___ PROVIDED RECORDS ___

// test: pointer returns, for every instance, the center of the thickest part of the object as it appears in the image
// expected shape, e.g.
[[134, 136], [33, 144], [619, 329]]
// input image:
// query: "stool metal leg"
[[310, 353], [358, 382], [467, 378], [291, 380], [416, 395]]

___

- [WHAT THE EXERCISE ASKS]:
Reproduce the lines above verbatim, with every character, bracket, and comment marker preserved.

- [EXERCISE RESULT]:
// test: pointer returns, for every instance, the center of the thickest part of the object as it appears in the image
// expected shape, e.g.
[[134, 136], [33, 144], [619, 329]]
// input image:
// query: "stool metal leg"
[[310, 353], [358, 382], [467, 378], [291, 380], [416, 395]]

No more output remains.